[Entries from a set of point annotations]
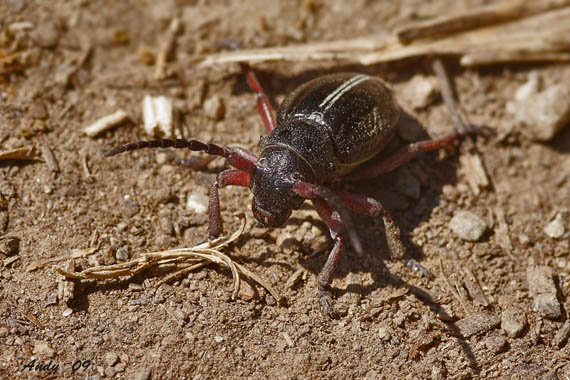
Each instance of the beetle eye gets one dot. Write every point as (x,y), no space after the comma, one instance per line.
(262,162)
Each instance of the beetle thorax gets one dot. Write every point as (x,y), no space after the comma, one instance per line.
(277,169)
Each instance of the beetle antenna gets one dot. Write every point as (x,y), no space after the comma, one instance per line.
(235,157)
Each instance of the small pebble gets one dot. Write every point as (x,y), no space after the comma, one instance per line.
(166,226)
(384,333)
(555,229)
(477,323)
(158,116)
(197,203)
(38,110)
(9,246)
(543,290)
(420,91)
(44,350)
(562,335)
(122,254)
(407,183)
(513,321)
(111,358)
(110,371)
(541,114)
(409,129)
(144,374)
(496,344)
(214,108)
(467,225)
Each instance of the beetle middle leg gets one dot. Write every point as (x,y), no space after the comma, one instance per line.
(405,154)
(353,202)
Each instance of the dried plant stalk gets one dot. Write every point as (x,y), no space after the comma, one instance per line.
(540,32)
(188,258)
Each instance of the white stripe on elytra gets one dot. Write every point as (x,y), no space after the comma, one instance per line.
(341,90)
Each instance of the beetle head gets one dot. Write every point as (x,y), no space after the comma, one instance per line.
(277,169)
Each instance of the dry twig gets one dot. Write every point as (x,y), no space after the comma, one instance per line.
(23,153)
(540,31)
(189,258)
(166,48)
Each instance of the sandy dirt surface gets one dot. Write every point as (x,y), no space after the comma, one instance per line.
(65,64)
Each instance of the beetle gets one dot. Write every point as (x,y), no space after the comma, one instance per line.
(326,130)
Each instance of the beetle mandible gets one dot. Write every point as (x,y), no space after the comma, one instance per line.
(326,130)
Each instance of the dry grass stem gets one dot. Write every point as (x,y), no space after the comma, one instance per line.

Given instruction: Can you recast every line of the listing above as a JSON list of strings, one string per line, with blank lines and the pictures left out?

Result of this task:
[
  "Each instance of the beetle eye gets one dot. Write every point as (x,y), no space after the comma, one instance per line.",
  "(262,162)",
  "Each instance of the beetle thorax gets one dot. Write every point as (x,y), no space after the comma, one instance per line.",
  "(277,169)",
  "Each instance of the beetle antenna gets one dot. Write every point as (x,y), no space after the comma, one instance per line.",
  "(235,157)",
  "Each instance of the small pebble gets one dot. Write every point as (x,y), no space after the comma, one instance per line.",
  "(166,226)",
  "(384,333)",
  "(555,229)",
  "(477,323)",
  "(158,116)",
  "(197,203)",
  "(38,110)",
  "(9,246)",
  "(543,290)",
  "(420,91)",
  "(44,350)",
  "(562,335)",
  "(122,254)",
  "(407,183)",
  "(513,321)",
  "(111,358)",
  "(110,371)",
  "(541,114)",
  "(409,129)",
  "(144,374)",
  "(496,344)",
  "(214,108)",
  "(467,225)",
  "Each instance of the beetle middle leg gets one dot. Write every point as (x,y), no space after the comma, one instance per line.",
  "(405,154)",
  "(353,202)",
  "Each instance of the dried plant stalk gets one dot. Write every point as (x,y), no space after the comma, one instance per line.",
  "(540,32)",
  "(188,258)",
  "Each instance of the white stripe on elytra gets one dot. Write every point as (x,y), no space after the comma, one instance per line.",
  "(341,90)",
  "Each instance of the beetle head gets one dot. Write every point as (x,y), no space after the comma, one instance per line.",
  "(277,169)",
  "Each instance of the dry twig gets one dot. Write every point as (x,y), no space after the comma, one instance per line.",
  "(23,153)",
  "(540,31)",
  "(189,258)",
  "(166,48)",
  "Each instance of the sandy dirt surface gets one dot. Write every point as (x,y), no space after the comma, one instance per line.",
  "(65,64)",
  "Each instance of the beetle gets one dot. Write every point as (x,y), no space after the comma, one instance per line.",
  "(326,130)",
  "Each instance of the beetle mandible gets one dot. Write every point as (x,y), no space after the comma, one instance per line.",
  "(326,130)",
  "Each instance of the dry grass stem gets one dot. Write every point as (x,y), no space after the comma, one instance per line."
]